• _The problem_
Please give the number of lines in the records below that include "basis", with no other output.

**** Excerpted records ****

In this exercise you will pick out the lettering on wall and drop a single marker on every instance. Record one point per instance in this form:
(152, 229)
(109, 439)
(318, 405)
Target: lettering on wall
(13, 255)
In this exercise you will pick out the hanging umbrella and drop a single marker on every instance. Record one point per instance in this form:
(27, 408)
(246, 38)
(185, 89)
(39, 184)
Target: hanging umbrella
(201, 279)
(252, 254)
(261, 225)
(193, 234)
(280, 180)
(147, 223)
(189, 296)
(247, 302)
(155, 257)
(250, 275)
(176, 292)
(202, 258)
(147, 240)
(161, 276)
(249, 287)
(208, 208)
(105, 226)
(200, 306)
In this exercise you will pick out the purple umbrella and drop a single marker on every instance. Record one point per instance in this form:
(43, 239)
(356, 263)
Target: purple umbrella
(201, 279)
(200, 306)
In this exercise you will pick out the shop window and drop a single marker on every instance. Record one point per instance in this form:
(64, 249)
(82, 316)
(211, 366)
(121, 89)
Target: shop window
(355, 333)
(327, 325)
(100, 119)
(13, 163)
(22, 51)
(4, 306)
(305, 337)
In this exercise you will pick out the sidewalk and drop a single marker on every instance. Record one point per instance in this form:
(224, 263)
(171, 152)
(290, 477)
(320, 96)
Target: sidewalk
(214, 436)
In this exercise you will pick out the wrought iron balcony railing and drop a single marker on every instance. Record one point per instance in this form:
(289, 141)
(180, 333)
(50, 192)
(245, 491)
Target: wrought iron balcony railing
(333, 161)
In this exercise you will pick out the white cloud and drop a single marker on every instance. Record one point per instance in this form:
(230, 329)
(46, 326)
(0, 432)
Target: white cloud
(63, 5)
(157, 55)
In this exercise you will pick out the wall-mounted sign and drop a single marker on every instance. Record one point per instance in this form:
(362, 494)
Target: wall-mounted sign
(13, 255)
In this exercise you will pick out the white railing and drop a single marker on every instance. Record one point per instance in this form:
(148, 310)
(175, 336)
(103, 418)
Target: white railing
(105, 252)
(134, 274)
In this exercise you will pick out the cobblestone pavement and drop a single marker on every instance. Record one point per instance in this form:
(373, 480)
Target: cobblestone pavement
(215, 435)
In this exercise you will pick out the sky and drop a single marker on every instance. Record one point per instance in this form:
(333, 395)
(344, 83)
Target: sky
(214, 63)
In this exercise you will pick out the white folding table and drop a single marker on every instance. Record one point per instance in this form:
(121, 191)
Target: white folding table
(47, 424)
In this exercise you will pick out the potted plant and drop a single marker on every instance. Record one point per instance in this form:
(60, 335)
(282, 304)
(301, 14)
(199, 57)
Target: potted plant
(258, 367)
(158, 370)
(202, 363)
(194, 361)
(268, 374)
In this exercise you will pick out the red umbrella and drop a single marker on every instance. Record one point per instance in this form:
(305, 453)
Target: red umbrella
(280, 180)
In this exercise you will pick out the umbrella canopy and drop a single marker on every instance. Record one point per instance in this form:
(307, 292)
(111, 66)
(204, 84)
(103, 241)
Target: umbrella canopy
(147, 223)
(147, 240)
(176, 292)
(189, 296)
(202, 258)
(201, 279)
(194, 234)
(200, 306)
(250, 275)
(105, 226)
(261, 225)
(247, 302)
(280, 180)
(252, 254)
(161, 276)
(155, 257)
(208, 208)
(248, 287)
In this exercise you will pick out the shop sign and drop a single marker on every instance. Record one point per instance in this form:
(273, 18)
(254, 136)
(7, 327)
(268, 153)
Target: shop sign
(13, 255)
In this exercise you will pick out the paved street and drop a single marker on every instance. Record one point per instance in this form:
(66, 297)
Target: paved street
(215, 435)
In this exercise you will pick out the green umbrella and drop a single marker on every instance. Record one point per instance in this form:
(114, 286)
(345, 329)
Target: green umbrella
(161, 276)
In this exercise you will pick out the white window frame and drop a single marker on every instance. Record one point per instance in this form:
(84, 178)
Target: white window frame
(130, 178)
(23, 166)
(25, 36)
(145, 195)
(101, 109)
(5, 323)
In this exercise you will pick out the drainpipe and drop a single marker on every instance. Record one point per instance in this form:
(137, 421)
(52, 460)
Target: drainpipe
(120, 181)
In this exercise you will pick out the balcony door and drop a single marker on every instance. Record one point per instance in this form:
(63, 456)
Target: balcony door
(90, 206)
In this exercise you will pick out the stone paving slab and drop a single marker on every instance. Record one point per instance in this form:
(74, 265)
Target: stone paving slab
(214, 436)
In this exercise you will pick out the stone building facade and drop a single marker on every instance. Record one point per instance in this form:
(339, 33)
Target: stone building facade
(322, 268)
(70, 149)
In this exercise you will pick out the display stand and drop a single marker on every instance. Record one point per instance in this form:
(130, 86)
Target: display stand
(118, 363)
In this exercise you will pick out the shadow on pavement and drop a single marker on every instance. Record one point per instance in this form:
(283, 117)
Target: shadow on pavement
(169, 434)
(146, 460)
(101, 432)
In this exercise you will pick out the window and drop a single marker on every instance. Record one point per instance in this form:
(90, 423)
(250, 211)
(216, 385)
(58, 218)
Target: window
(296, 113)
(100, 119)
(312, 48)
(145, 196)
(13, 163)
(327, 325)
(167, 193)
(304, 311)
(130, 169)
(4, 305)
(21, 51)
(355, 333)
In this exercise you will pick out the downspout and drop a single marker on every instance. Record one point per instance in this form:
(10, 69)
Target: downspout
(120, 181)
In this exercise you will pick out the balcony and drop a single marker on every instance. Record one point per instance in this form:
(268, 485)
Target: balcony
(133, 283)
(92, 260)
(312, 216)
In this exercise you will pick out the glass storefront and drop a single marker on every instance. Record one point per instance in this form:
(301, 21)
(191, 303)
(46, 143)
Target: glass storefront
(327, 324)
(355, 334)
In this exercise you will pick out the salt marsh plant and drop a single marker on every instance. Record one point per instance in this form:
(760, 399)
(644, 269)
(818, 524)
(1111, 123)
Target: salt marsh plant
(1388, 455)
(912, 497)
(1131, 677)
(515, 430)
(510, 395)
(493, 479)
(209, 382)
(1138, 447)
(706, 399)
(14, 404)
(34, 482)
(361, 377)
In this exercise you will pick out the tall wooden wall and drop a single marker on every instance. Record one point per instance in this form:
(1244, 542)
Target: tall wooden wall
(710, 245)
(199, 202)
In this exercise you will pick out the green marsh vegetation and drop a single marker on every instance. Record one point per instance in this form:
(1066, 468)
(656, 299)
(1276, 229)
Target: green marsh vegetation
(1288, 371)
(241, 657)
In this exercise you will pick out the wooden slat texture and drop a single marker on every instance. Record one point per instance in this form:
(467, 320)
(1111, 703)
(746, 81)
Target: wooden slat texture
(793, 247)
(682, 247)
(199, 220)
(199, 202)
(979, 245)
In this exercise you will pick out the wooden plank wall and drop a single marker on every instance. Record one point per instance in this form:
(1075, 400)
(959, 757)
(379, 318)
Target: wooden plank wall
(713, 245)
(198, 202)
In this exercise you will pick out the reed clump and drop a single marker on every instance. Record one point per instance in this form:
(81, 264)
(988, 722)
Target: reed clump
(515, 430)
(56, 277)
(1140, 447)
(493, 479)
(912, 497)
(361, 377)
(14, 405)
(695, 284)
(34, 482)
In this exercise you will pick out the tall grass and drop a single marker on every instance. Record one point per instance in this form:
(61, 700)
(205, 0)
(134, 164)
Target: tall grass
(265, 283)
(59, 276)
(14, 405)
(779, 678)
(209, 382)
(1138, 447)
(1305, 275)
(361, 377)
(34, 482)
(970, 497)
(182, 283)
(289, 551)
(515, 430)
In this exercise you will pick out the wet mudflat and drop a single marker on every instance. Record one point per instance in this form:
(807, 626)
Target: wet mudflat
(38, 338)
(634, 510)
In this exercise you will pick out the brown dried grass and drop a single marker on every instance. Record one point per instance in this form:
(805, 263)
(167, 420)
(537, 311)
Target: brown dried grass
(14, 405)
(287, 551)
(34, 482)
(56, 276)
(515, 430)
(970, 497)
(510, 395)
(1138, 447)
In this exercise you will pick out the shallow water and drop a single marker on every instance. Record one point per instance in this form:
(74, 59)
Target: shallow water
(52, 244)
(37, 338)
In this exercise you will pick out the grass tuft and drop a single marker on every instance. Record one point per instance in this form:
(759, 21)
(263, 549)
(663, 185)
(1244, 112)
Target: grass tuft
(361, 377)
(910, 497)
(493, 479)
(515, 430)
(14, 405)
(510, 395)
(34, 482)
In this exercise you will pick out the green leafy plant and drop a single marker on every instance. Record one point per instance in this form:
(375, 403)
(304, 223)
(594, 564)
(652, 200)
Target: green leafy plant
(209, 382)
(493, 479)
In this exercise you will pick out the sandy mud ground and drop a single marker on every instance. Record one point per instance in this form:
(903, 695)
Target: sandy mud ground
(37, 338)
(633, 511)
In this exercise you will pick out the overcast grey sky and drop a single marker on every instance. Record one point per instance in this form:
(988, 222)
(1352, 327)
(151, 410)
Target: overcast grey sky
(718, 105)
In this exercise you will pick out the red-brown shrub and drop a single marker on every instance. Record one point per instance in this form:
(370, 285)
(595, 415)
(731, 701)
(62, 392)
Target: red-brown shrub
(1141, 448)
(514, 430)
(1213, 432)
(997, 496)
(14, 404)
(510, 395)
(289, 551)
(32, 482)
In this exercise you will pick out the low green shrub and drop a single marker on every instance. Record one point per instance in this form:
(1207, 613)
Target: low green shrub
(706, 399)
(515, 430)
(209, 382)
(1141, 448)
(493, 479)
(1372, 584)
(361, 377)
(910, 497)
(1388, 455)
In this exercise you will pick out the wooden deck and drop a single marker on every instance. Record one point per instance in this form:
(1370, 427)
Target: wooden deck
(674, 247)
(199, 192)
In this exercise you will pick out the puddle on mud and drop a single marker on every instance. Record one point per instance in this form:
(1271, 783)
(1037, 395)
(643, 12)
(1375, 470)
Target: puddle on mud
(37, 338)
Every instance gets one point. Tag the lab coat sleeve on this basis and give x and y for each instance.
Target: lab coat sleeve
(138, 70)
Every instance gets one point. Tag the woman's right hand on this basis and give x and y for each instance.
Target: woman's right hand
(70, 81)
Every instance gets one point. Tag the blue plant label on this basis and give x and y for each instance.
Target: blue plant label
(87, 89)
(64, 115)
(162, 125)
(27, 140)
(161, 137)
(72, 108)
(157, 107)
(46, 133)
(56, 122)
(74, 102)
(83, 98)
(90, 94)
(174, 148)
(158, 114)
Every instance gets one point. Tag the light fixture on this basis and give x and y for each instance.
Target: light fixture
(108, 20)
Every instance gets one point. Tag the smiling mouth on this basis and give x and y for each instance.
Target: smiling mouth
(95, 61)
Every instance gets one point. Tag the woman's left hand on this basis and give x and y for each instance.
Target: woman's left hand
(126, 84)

****

• _Reply to the exercise_
6